• **Consigne**:
Reproduisez à l'identique le passage de l'article sur la rentrée de Nicolas Sarkozy, de « Eric Besson a » à « Rien n'y fait. ».

• **Article**:

-=-=-=-=-

Hier, Nicolas Sarkozy recevait ses ministres pour un conseil de rentrée. Il pouvait être agacé. Son premier ministre le
snobe, les sondages sont mauvais, les polémiques reprennent comme si l'été n'avait servi à rien.
Eric Besson a beau confirmé de nouveaux charters de Roms,
François Baroin faire le rigoureux chez son collègue allemand des Finances. Le Figaro pouvait claironner que le chômage avait baissé de 14 400
sans-emplois en juillet (alors que le nombre de chômeurs à temps partiel augmente) Rien n'y fait.
Sarko, seul en ligne
On en sait un peu plus des coulisses de Brégançon de vendredi dernier. D'abord, Nicolas Sarkozy a décommandé Eric Woerth à la
dernière minute. On s'interrogeait sur l'absence de ce dernier, alors qu'il est en charge de l'un des dossiers les plus chauds de la rentrée - la réforme des retraites - et que ce même dossier
participe pleinement au plan de rigueur gouvernemental.
En fait, à en croire le Canard Enchaîné, Sarkozy ne voulait pas être pris en photo avec son fidèle ministre
qu'il a fini par trouver un peu trop imprudent: l'affaire Sérigny, du nom de ce conseiller « bénévole », inquiète beaucoup l'Elysée, en attendant d'éventuelles révélations sur Sébastien
Proto, le (très) jeune dircab du ministre très (trop) actif dans la libéralisation des marchés en ligne.

-=-=-=-=-

• **Matériel fourni**:
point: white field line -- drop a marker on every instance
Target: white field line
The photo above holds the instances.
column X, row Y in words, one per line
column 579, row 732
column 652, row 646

-=-=-=-=-

• **Réponse complète**:
Eric Besson a beau confirmé de nouveaux charters de Roms,
François Baroin faire le rigoureux chez son collègue allemand des Finances. Le Figaro pouvait claironner que le chômage avait baissé de 14 400
sans-emplois en juillet (alors que le nombre de chômeurs à temps partiel augmente) Rien n'y fait.